(Stored items)
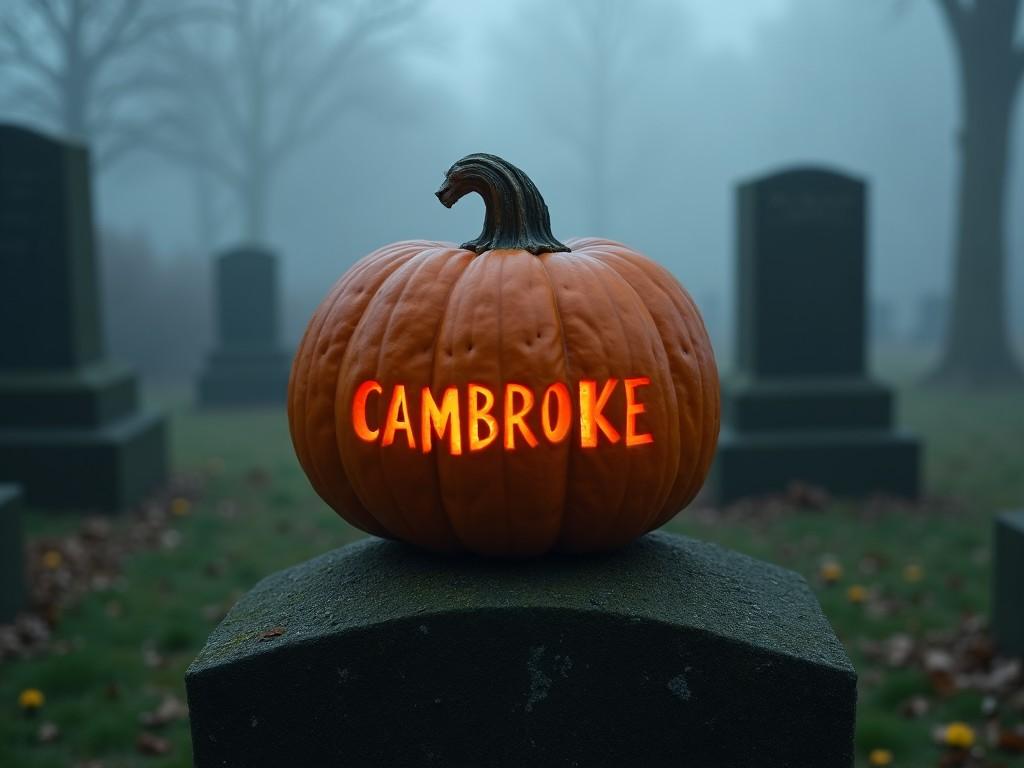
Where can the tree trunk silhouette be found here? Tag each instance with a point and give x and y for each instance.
(979, 349)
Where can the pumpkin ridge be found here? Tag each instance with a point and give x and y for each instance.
(501, 349)
(671, 472)
(568, 371)
(699, 415)
(433, 377)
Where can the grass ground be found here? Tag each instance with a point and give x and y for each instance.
(120, 651)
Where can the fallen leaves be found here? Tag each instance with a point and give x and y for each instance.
(152, 744)
(170, 710)
(61, 569)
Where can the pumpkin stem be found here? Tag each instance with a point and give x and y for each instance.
(515, 213)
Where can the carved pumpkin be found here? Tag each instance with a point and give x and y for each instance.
(509, 396)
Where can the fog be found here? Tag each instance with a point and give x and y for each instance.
(634, 124)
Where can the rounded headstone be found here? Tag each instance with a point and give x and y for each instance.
(12, 583)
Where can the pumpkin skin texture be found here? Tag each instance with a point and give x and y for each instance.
(432, 314)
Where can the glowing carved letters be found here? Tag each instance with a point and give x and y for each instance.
(517, 422)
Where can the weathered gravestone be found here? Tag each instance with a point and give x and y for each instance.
(12, 583)
(801, 408)
(1008, 584)
(882, 322)
(248, 367)
(72, 431)
(933, 315)
(671, 651)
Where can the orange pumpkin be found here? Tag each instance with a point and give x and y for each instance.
(509, 396)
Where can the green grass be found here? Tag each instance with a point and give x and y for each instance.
(119, 651)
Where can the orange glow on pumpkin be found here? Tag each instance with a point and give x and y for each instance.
(515, 419)
(560, 429)
(591, 417)
(397, 418)
(434, 420)
(438, 418)
(633, 410)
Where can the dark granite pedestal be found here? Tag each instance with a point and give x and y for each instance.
(669, 652)
(1008, 584)
(802, 407)
(79, 438)
(12, 582)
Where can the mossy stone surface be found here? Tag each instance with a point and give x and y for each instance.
(669, 652)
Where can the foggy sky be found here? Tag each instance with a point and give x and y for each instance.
(709, 95)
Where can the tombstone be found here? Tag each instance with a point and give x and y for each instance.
(670, 651)
(933, 317)
(883, 322)
(12, 582)
(248, 367)
(1008, 581)
(801, 408)
(72, 431)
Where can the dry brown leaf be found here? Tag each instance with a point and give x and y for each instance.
(150, 743)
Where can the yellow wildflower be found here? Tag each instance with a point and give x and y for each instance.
(912, 573)
(880, 758)
(856, 594)
(830, 571)
(31, 699)
(52, 559)
(960, 735)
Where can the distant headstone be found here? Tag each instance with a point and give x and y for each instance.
(801, 408)
(248, 367)
(668, 652)
(1008, 583)
(71, 429)
(12, 582)
(933, 315)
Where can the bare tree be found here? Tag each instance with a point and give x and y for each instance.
(75, 66)
(590, 55)
(990, 62)
(265, 80)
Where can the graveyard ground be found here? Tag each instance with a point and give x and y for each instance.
(113, 674)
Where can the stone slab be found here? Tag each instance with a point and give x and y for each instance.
(1008, 584)
(669, 652)
(49, 314)
(13, 587)
(847, 463)
(794, 404)
(105, 469)
(89, 396)
(239, 379)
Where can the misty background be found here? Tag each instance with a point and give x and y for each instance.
(635, 122)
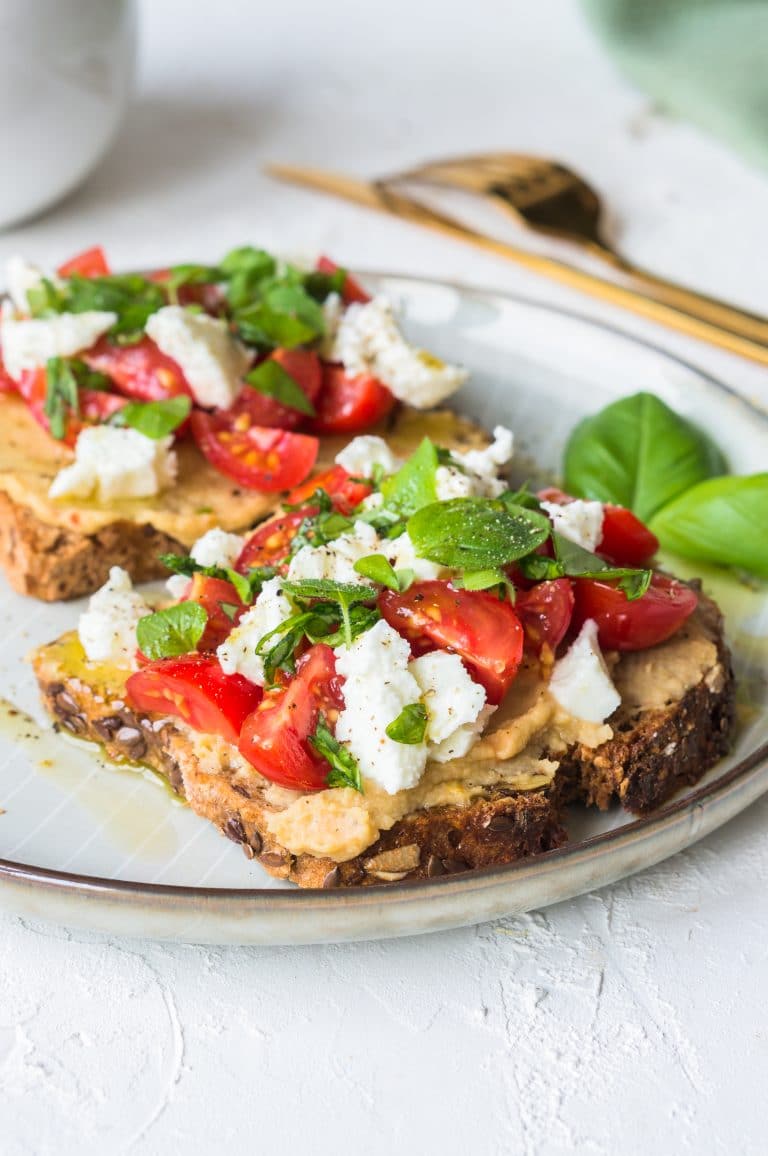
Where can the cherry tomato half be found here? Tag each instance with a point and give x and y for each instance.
(643, 622)
(477, 625)
(347, 405)
(252, 456)
(89, 264)
(196, 689)
(274, 738)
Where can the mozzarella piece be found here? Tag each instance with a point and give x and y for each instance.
(29, 343)
(378, 684)
(453, 703)
(108, 628)
(237, 654)
(578, 521)
(369, 341)
(581, 682)
(211, 358)
(218, 548)
(336, 560)
(363, 454)
(113, 462)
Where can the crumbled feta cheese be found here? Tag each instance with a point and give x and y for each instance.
(364, 453)
(378, 684)
(578, 521)
(336, 560)
(237, 654)
(29, 343)
(369, 341)
(108, 628)
(453, 703)
(218, 548)
(401, 555)
(211, 358)
(113, 462)
(581, 681)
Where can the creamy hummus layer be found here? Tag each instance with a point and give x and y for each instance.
(200, 499)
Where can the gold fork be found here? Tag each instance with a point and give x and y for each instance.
(680, 309)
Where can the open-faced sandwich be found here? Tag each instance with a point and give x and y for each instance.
(138, 412)
(407, 671)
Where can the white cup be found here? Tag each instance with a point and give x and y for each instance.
(66, 71)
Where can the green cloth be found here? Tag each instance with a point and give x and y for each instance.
(703, 60)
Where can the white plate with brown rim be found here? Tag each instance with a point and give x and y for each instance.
(89, 844)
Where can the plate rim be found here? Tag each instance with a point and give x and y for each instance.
(752, 768)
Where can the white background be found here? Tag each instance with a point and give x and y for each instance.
(629, 1021)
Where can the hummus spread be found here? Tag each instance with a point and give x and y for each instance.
(200, 499)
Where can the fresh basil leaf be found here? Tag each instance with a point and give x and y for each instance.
(474, 534)
(175, 630)
(413, 486)
(154, 419)
(271, 379)
(723, 520)
(639, 453)
(345, 771)
(410, 727)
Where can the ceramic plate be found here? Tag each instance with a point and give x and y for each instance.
(89, 844)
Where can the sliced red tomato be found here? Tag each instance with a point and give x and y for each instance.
(545, 612)
(89, 264)
(340, 486)
(347, 405)
(268, 546)
(253, 457)
(643, 622)
(626, 540)
(477, 625)
(304, 367)
(221, 602)
(140, 371)
(196, 689)
(352, 291)
(275, 736)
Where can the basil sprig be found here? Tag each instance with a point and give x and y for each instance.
(639, 453)
(172, 631)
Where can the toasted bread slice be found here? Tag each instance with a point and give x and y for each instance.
(54, 550)
(655, 749)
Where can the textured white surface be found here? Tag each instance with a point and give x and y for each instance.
(628, 1021)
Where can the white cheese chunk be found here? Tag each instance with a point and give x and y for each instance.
(363, 454)
(108, 628)
(578, 521)
(369, 341)
(336, 560)
(113, 462)
(453, 703)
(581, 682)
(237, 654)
(218, 548)
(378, 684)
(211, 358)
(29, 343)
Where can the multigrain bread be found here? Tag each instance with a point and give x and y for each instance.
(652, 753)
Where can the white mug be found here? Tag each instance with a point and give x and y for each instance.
(66, 71)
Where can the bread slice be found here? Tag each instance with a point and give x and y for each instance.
(654, 750)
(56, 550)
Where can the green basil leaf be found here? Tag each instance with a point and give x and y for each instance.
(154, 419)
(345, 771)
(271, 379)
(723, 520)
(413, 486)
(639, 453)
(473, 534)
(175, 630)
(410, 727)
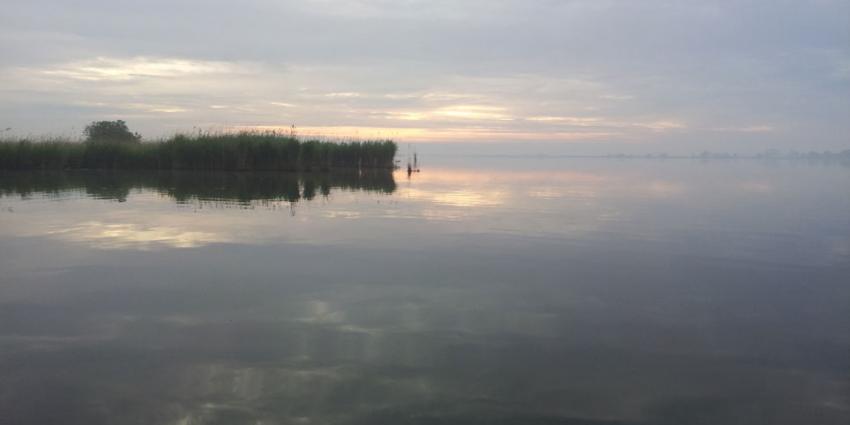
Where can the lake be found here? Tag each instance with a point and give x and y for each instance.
(500, 290)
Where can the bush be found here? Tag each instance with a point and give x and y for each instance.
(110, 132)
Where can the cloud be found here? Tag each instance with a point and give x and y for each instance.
(677, 73)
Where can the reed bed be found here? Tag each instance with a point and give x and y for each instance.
(227, 152)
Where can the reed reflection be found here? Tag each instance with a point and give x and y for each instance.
(203, 186)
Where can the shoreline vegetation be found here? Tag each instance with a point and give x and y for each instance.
(245, 151)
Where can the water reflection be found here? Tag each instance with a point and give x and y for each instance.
(585, 293)
(188, 186)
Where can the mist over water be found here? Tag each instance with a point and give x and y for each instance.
(497, 290)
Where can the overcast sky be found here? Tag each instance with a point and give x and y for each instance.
(692, 75)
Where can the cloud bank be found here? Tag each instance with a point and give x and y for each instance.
(749, 74)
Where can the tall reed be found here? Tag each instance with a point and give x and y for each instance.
(224, 151)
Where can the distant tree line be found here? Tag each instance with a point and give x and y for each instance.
(111, 145)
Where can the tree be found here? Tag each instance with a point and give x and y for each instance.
(110, 132)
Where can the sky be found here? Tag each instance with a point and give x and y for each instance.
(677, 76)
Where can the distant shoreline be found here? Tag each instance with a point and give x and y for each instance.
(202, 152)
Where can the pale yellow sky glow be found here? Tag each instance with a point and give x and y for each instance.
(641, 76)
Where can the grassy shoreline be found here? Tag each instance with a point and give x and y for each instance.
(225, 152)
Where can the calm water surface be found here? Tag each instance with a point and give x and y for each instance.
(486, 291)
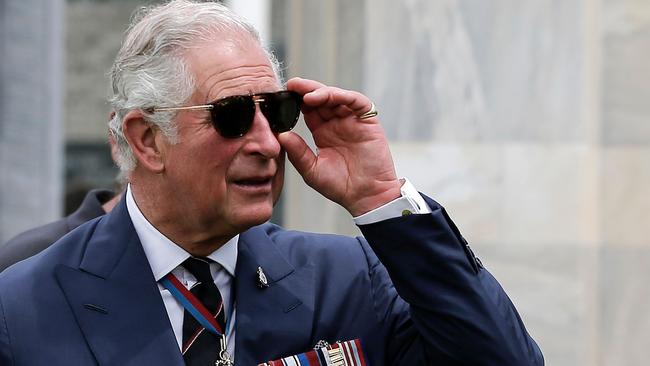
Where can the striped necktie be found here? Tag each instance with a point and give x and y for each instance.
(200, 347)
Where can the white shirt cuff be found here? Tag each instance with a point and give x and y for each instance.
(411, 202)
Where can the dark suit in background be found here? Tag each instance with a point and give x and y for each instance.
(33, 241)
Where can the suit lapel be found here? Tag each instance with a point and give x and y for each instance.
(277, 320)
(115, 298)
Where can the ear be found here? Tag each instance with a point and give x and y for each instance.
(141, 136)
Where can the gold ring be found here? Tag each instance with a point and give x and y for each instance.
(371, 113)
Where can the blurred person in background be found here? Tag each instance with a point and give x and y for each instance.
(96, 202)
(187, 270)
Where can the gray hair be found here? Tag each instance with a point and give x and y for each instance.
(149, 69)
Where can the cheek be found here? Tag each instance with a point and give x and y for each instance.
(278, 182)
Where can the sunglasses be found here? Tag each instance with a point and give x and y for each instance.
(233, 116)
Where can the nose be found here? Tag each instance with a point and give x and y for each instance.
(260, 139)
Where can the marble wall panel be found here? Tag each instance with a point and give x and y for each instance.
(510, 193)
(30, 141)
(529, 56)
(468, 180)
(626, 196)
(419, 69)
(552, 288)
(626, 72)
(466, 71)
(624, 300)
(551, 194)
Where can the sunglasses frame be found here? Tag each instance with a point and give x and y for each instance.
(257, 98)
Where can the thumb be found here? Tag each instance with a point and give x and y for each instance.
(299, 153)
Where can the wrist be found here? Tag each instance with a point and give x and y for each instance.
(388, 193)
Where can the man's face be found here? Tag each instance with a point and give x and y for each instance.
(224, 186)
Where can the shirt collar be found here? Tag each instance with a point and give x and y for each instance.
(163, 254)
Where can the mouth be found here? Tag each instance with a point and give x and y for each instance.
(259, 184)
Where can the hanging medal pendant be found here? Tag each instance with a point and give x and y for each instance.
(224, 356)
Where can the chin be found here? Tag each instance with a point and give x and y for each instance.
(253, 217)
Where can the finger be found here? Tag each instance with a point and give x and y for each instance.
(303, 86)
(330, 97)
(300, 155)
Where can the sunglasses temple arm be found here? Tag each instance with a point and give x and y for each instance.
(190, 108)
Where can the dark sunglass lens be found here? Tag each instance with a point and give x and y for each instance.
(282, 110)
(233, 116)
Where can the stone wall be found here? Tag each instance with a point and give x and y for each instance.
(31, 101)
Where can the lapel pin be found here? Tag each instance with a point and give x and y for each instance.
(262, 282)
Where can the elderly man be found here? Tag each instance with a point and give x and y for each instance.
(185, 269)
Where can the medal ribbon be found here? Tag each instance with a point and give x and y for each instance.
(347, 353)
(193, 305)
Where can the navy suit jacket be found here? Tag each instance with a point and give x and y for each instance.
(91, 299)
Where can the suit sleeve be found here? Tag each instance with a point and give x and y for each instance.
(454, 311)
(6, 357)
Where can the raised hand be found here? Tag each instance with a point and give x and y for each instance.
(353, 165)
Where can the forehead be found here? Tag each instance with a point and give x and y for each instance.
(230, 66)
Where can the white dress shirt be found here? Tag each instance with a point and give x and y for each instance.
(164, 256)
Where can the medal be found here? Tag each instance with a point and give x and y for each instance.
(224, 356)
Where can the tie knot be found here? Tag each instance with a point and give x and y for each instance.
(200, 268)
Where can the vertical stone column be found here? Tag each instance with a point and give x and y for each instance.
(31, 99)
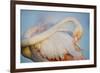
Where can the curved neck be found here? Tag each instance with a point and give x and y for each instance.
(51, 31)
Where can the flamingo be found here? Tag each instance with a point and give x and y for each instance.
(54, 44)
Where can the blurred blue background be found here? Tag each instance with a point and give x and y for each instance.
(30, 18)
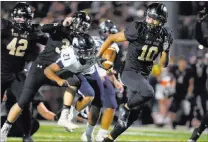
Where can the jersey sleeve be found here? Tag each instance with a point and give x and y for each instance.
(115, 46)
(50, 28)
(199, 35)
(131, 32)
(168, 40)
(65, 59)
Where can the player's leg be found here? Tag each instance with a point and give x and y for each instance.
(119, 129)
(94, 113)
(110, 106)
(68, 98)
(175, 105)
(26, 116)
(6, 81)
(32, 83)
(197, 131)
(141, 92)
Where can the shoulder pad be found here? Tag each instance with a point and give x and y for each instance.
(167, 33)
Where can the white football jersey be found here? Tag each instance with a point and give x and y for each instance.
(69, 61)
(98, 43)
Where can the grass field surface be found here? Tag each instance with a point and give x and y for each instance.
(49, 132)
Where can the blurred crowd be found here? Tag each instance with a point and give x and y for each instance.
(189, 107)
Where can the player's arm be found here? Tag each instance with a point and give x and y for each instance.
(50, 28)
(44, 112)
(130, 34)
(50, 73)
(202, 15)
(168, 40)
(199, 35)
(119, 37)
(115, 81)
(164, 59)
(191, 86)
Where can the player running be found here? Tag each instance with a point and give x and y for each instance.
(147, 40)
(110, 104)
(61, 35)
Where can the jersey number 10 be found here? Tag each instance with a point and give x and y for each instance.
(66, 43)
(148, 54)
(17, 51)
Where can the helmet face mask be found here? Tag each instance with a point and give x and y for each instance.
(81, 22)
(158, 13)
(22, 16)
(107, 27)
(84, 47)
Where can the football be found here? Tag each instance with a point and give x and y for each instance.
(110, 56)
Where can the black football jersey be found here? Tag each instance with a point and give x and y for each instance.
(144, 47)
(200, 78)
(18, 46)
(59, 39)
(182, 79)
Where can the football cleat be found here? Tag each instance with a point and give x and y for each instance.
(87, 138)
(123, 116)
(65, 122)
(195, 135)
(107, 140)
(27, 139)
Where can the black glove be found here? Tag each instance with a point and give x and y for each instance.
(202, 14)
(100, 61)
(57, 116)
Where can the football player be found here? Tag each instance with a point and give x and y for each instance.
(79, 59)
(147, 40)
(202, 15)
(19, 39)
(60, 36)
(184, 85)
(110, 104)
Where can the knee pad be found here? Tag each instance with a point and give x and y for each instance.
(35, 126)
(110, 101)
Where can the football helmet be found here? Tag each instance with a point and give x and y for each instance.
(107, 27)
(81, 22)
(84, 46)
(22, 16)
(159, 13)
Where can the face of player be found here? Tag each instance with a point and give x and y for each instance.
(152, 22)
(19, 19)
(182, 64)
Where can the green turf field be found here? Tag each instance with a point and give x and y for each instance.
(52, 133)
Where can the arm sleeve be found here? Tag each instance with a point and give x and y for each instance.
(65, 59)
(199, 35)
(168, 40)
(131, 32)
(51, 28)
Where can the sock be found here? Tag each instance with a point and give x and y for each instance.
(6, 127)
(66, 107)
(102, 132)
(89, 129)
(64, 114)
(73, 113)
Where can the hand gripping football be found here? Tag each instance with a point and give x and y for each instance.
(110, 56)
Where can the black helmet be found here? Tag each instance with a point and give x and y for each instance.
(157, 11)
(84, 46)
(22, 10)
(107, 26)
(81, 22)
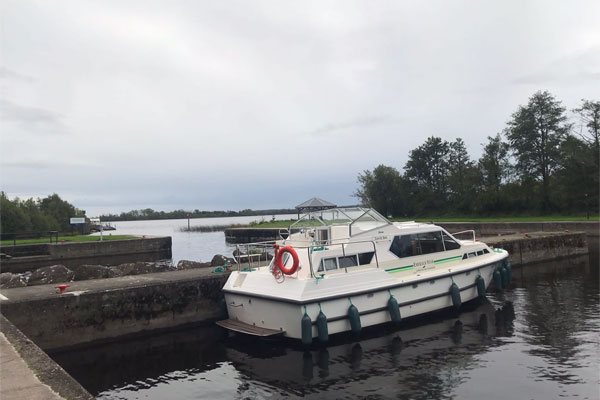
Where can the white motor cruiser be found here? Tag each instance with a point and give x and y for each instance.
(343, 269)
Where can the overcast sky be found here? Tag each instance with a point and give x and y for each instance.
(211, 105)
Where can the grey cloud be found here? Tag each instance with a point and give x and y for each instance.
(6, 73)
(32, 117)
(578, 68)
(357, 123)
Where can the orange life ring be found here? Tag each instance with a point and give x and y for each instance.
(279, 263)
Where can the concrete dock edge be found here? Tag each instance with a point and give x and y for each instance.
(41, 365)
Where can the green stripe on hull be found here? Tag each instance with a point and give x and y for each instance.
(445, 260)
(399, 269)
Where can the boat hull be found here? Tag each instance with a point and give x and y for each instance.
(415, 296)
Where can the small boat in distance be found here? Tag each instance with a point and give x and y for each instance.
(343, 269)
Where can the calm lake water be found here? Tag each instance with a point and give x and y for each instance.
(537, 340)
(195, 246)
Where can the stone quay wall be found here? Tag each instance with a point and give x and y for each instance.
(105, 309)
(22, 258)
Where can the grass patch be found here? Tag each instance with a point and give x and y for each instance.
(77, 238)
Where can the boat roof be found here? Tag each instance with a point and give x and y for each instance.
(341, 216)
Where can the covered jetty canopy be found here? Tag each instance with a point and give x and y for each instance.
(313, 204)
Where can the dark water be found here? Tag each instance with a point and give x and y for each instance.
(537, 340)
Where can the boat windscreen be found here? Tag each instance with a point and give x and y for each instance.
(341, 216)
(370, 219)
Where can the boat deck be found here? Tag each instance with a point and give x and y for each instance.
(248, 329)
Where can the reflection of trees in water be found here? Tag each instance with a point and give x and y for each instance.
(423, 360)
(557, 307)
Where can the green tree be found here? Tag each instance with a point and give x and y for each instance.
(427, 172)
(494, 168)
(381, 190)
(462, 177)
(427, 165)
(535, 134)
(55, 207)
(12, 217)
(589, 114)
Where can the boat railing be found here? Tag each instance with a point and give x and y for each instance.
(249, 256)
(471, 231)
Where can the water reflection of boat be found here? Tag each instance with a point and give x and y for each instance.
(446, 343)
(345, 269)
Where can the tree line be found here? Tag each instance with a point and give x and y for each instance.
(148, 214)
(40, 215)
(53, 214)
(540, 163)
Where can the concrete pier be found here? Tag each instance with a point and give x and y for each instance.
(105, 309)
(27, 373)
(22, 258)
(537, 247)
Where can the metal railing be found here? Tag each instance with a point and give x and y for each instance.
(463, 232)
(252, 254)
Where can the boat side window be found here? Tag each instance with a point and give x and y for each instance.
(405, 246)
(328, 264)
(365, 258)
(348, 261)
(449, 243)
(431, 242)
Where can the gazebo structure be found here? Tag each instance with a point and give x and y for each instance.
(313, 204)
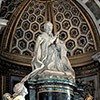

◆ **PROBLEM TO WORK ON**:
Scale the listing from the line with "Where can the dark water" through the end of the listing by writing out every line again with each x and y coordinate in the answers multiplied by 2.1 and rounded to a whole number, halves rounded up. Keep all the other lines word for word, and leave the pictures out.

◆ **RESULT FOR THIS TASK**:
Where can the dark water be found here? Tag each instance with a point and give x and y for each instance.
(1128, 714)
Where can the boat windscreen be found here? Tag each instance with a point and give x and y for each instance.
(716, 454)
(777, 460)
Where can the boat deck be found here? Tag each instance with a point and give x and y for each instance.
(521, 691)
Where can the reflection of trees in water be found here? Tag each instance with a point and give x and y for each instance.
(888, 756)
(1170, 645)
Where can the green tree be found here? Tag each instance with a point and give x and y for each instance.
(897, 361)
(1037, 353)
(800, 399)
(970, 372)
(897, 347)
(1124, 281)
(116, 435)
(25, 456)
(1237, 239)
Where can the boat railing be found here? Tag each instance with a point and give x and y for each instance.
(523, 538)
(989, 485)
Where can the water reflection of boat be found here? Tag each instance with a point and give x and y for each instance.
(937, 720)
(725, 565)
Where can the tree line be found here? Tag each instance with a point and give x and y for each instance.
(311, 449)
(84, 452)
(111, 449)
(1134, 342)
Where can the concrete pier be found here? Tag each instance with a point and give x and y for each instance.
(221, 649)
(57, 783)
(46, 542)
(1128, 519)
Where can the metal railing be found here? Tag each instance with a point and give x and y for each instance.
(972, 487)
(529, 533)
Where can the boat side window be found here? Tag each instance with a point and give x and y for each instance.
(851, 517)
(689, 554)
(767, 542)
(731, 548)
(943, 510)
(905, 508)
Where can the gazebo structure be found here? Tag each instance with a point and give x and y for each instance.
(657, 428)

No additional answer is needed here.